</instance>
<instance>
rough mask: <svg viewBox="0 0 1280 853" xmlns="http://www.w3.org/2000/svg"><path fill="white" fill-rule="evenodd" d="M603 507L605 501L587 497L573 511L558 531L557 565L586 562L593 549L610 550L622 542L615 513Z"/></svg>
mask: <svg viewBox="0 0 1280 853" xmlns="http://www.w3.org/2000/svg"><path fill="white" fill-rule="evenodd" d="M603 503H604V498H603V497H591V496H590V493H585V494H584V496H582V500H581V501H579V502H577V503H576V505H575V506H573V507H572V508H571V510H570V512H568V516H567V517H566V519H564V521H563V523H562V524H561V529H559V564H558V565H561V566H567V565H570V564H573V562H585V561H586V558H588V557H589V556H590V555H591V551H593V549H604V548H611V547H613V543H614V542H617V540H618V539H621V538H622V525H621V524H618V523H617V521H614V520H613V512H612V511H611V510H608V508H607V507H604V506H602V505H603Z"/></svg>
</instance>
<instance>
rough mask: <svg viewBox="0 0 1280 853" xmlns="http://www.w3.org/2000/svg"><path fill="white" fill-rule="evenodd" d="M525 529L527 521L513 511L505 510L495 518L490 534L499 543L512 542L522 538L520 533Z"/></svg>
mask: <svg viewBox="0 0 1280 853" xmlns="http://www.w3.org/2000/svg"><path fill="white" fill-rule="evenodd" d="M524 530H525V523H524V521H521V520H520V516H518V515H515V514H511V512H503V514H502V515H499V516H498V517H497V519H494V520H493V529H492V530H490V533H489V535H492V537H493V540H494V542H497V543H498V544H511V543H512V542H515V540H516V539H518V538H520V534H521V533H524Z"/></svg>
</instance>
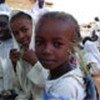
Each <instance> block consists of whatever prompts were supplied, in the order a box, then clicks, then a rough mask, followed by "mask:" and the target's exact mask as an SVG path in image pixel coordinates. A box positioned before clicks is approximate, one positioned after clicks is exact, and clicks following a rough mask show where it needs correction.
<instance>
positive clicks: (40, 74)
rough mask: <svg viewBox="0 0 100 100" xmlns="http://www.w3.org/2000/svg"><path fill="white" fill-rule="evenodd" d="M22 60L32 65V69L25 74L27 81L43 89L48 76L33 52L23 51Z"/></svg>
mask: <svg viewBox="0 0 100 100" xmlns="http://www.w3.org/2000/svg"><path fill="white" fill-rule="evenodd" d="M23 59H24V60H25V61H27V62H28V63H30V64H31V65H32V69H31V70H30V71H29V73H28V74H27V76H28V78H29V80H31V81H32V82H33V83H34V84H35V85H38V86H40V87H43V86H44V84H45V81H46V78H47V76H48V71H47V70H46V69H44V68H43V67H42V65H41V64H40V62H39V61H38V59H37V56H36V54H35V52H34V51H33V50H27V51H25V53H24V55H23Z"/></svg>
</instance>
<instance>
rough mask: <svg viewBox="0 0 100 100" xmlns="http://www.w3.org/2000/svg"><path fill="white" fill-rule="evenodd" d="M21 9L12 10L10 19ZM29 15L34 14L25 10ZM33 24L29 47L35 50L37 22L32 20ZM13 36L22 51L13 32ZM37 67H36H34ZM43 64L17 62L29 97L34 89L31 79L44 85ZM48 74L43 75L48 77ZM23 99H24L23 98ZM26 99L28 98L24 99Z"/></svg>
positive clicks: (23, 86) (20, 85)
mask: <svg viewBox="0 0 100 100" xmlns="http://www.w3.org/2000/svg"><path fill="white" fill-rule="evenodd" d="M19 12H20V11H18V10H14V11H12V13H11V17H10V20H11V18H12V17H13V16H14V15H16V14H18V13H19ZM24 13H26V14H28V15H30V16H31V17H32V14H31V13H29V12H24ZM32 25H33V28H32V37H31V42H30V45H29V49H32V50H34V43H35V41H34V40H35V39H34V28H35V24H34V20H32ZM12 37H13V42H14V48H16V49H17V50H18V51H21V49H20V46H19V43H18V42H17V41H16V39H15V37H14V35H13V34H12ZM34 68H35V69H34ZM42 69H43V68H42V66H41V64H39V62H38V63H36V64H35V65H34V67H33V66H32V65H30V64H29V63H27V62H26V61H23V60H22V59H20V60H19V61H18V63H17V66H16V70H17V77H18V81H19V84H20V86H21V88H22V89H23V91H24V92H25V96H27V97H30V90H33V89H34V88H33V87H34V85H33V84H31V82H30V80H31V81H32V82H33V83H34V84H36V85H38V86H40V87H41V86H42V85H44V80H45V79H44V78H43V77H42V74H45V72H44V71H43V72H41V71H42ZM46 75H47V74H45V75H43V76H45V77H46ZM21 100H22V99H21ZM24 100H26V99H24Z"/></svg>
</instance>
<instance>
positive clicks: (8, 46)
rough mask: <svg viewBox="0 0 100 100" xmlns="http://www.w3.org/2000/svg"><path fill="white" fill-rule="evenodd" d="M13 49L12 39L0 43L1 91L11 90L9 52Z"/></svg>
mask: <svg viewBox="0 0 100 100" xmlns="http://www.w3.org/2000/svg"><path fill="white" fill-rule="evenodd" d="M12 48H13V42H12V39H9V40H7V41H5V42H1V44H0V67H1V69H2V71H1V72H0V74H1V73H2V77H3V80H2V81H3V83H2V84H3V86H1V85H0V88H2V87H3V88H2V91H4V90H9V89H12V79H11V77H12V76H11V71H12V64H11V61H10V59H9V52H10V50H11V49H12Z"/></svg>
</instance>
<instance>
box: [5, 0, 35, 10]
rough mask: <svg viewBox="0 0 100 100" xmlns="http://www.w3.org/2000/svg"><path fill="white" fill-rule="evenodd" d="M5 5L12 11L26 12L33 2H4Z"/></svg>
mask: <svg viewBox="0 0 100 100" xmlns="http://www.w3.org/2000/svg"><path fill="white" fill-rule="evenodd" d="M6 3H7V4H8V5H9V6H11V7H12V8H13V9H22V10H27V9H31V8H32V4H33V3H34V0H6Z"/></svg>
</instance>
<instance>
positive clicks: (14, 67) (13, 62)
mask: <svg viewBox="0 0 100 100" xmlns="http://www.w3.org/2000/svg"><path fill="white" fill-rule="evenodd" d="M19 58H20V53H19V52H18V51H17V49H11V50H10V59H11V62H12V65H13V67H14V71H15V72H16V64H17V61H18V60H19Z"/></svg>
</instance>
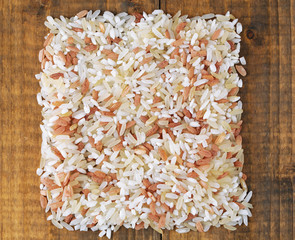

**EXERCISE**
Copy out every entry above verbatim. Leave each picture out.

**ANSWER BOX**
</instance>
<instance>
rough mask: <svg viewBox="0 0 1280 853" xmlns="http://www.w3.org/2000/svg"><path fill="white" fill-rule="evenodd" d="M603 507L605 501L587 497L573 511L558 531L557 565L586 562L593 549L610 550L622 542L615 513Z"/></svg>
mask: <svg viewBox="0 0 1280 853" xmlns="http://www.w3.org/2000/svg"><path fill="white" fill-rule="evenodd" d="M603 503H604V498H603V497H591V496H590V493H585V494H584V496H582V500H581V501H579V502H577V503H576V505H575V506H573V507H572V508H571V510H570V512H568V516H567V517H566V519H564V521H563V523H562V524H561V529H559V564H558V565H561V566H567V565H570V564H573V562H585V561H586V558H588V557H589V556H590V555H591V551H593V549H604V548H611V547H613V543H614V542H617V540H618V539H621V538H622V525H621V524H618V523H617V521H614V520H613V512H612V511H611V510H608V508H607V507H604V506H602V505H603Z"/></svg>
</instance>
<instance>
rough mask: <svg viewBox="0 0 1280 853" xmlns="http://www.w3.org/2000/svg"><path fill="white" fill-rule="evenodd" d="M525 529L527 521L513 511L505 510L495 518L490 534L499 543L512 542L522 538L520 533Z"/></svg>
mask: <svg viewBox="0 0 1280 853" xmlns="http://www.w3.org/2000/svg"><path fill="white" fill-rule="evenodd" d="M524 530H525V523H524V521H521V520H520V516H518V515H515V514H511V512H503V514H502V515H499V516H498V517H497V519H494V520H493V529H492V530H490V533H489V535H492V537H493V540H494V542H497V543H498V544H511V543H512V542H515V540H516V539H518V538H520V534H521V533H524Z"/></svg>
</instance>
Each <instance> block consists of whatever prompts were supplied, in the order a box, then clicks, then a rough mask, followed by "mask:" and the target's exact mask as an SVG path in image pixel coordinates. A box positioned before clicks is approximate, one positioned after clicks is exact, and clicks following a rough mask show where it needs correction.
<instance>
positive clicks: (40, 74)
rough mask: <svg viewBox="0 0 100 100" xmlns="http://www.w3.org/2000/svg"><path fill="white" fill-rule="evenodd" d="M22 60L32 65V69L25 74L27 81L43 89L48 76L33 52L23 51Z"/></svg>
mask: <svg viewBox="0 0 100 100" xmlns="http://www.w3.org/2000/svg"><path fill="white" fill-rule="evenodd" d="M23 59H24V60H25V61H27V62H28V63H30V64H31V65H32V69H31V70H30V71H29V73H28V74H27V76H28V78H29V80H31V81H32V82H33V83H34V84H35V85H38V86H40V87H43V86H44V84H45V81H46V78H47V76H48V71H47V70H46V69H44V68H43V67H42V65H41V64H40V62H39V61H38V59H37V56H36V54H35V52H34V51H33V50H27V51H25V53H24V55H23Z"/></svg>
</instance>
<instance>
rough mask: <svg viewBox="0 0 100 100" xmlns="http://www.w3.org/2000/svg"><path fill="white" fill-rule="evenodd" d="M21 9L12 10L10 19ZM29 15L34 14L25 10ZM33 24L29 47L35 50L37 22L32 20ZM13 36L22 51L13 32ZM37 67H36H34ZM43 64L17 62L29 97L34 89L31 79L44 85ZM48 74L43 75L48 77ZM23 99H24L23 98ZM26 99L28 98L24 99Z"/></svg>
positive clicks: (23, 86) (20, 85)
mask: <svg viewBox="0 0 100 100" xmlns="http://www.w3.org/2000/svg"><path fill="white" fill-rule="evenodd" d="M19 12H20V11H18V10H14V11H12V13H11V17H10V20H11V18H12V17H13V16H14V15H16V14H18V13H19ZM24 13H26V14H28V15H30V16H31V17H32V14H31V13H29V12H24ZM32 25H33V28H32V37H31V42H30V45H29V49H32V50H34V43H35V41H34V40H35V39H34V28H35V24H34V20H32ZM12 37H13V42H14V48H16V49H17V50H18V51H21V49H20V46H19V43H18V42H17V41H16V39H15V37H14V35H13V34H12ZM34 68H35V69H34ZM42 69H43V68H42V66H41V64H39V62H38V63H36V64H35V65H34V67H33V66H32V65H30V64H29V63H27V62H26V61H23V60H22V59H20V60H19V61H18V63H17V66H16V70H17V77H18V81H19V84H20V86H21V88H22V89H23V91H24V92H25V96H27V97H30V90H33V89H34V88H33V87H34V85H33V84H31V82H30V80H31V81H32V82H33V83H34V84H36V85H38V86H40V87H41V86H42V85H44V80H45V79H44V78H43V77H42V74H45V72H44V71H43V72H41V71H42ZM46 75H47V74H45V75H43V76H45V77H46ZM21 100H22V99H21ZM24 100H26V99H24Z"/></svg>
</instance>
<instance>
positive clicks: (8, 46)
rough mask: <svg viewBox="0 0 100 100" xmlns="http://www.w3.org/2000/svg"><path fill="white" fill-rule="evenodd" d="M13 49L12 39L0 43L1 91L11 90L9 52Z"/></svg>
mask: <svg viewBox="0 0 100 100" xmlns="http://www.w3.org/2000/svg"><path fill="white" fill-rule="evenodd" d="M12 48H13V42H12V39H9V40H7V41H5V42H1V44H0V67H1V69H2V71H1V72H0V74H1V73H2V77H3V80H2V81H3V83H2V84H3V86H1V85H0V88H2V87H3V88H2V91H4V90H9V89H12V79H11V77H12V76H11V71H12V64H11V61H10V59H9V52H10V50H11V49H12Z"/></svg>
</instance>
<instance>
box: [5, 0, 35, 10]
rough mask: <svg viewBox="0 0 100 100" xmlns="http://www.w3.org/2000/svg"><path fill="white" fill-rule="evenodd" d="M5 5L12 11L26 12L33 2H4Z"/></svg>
mask: <svg viewBox="0 0 100 100" xmlns="http://www.w3.org/2000/svg"><path fill="white" fill-rule="evenodd" d="M6 3H7V4H8V5H9V6H11V7H12V8H13V9H22V10H27V9H31V8H32V4H33V3H34V0H6Z"/></svg>
</instance>
<instance>
positive clicks: (14, 67) (13, 62)
mask: <svg viewBox="0 0 100 100" xmlns="http://www.w3.org/2000/svg"><path fill="white" fill-rule="evenodd" d="M19 58H20V53H19V52H18V51H17V49H11V50H10V59H11V62H12V65H13V67H14V71H15V72H16V64H17V61H18V60H19Z"/></svg>
</instance>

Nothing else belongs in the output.